Exercise prompt =>
Below are records; count how many of their lines contain the word "rough" and give the number alone.

┌─ Provided material

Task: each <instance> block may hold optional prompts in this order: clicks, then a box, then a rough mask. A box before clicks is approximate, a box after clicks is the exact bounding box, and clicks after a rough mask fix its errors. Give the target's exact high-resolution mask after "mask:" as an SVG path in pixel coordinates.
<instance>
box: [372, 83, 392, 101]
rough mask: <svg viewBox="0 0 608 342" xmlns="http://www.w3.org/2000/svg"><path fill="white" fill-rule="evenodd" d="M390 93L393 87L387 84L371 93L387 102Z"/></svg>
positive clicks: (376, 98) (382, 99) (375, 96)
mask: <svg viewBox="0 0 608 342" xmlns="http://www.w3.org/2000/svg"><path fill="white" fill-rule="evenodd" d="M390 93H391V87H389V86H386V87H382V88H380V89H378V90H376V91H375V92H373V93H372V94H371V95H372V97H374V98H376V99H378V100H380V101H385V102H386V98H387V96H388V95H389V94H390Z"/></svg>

└─

Task solution =>
2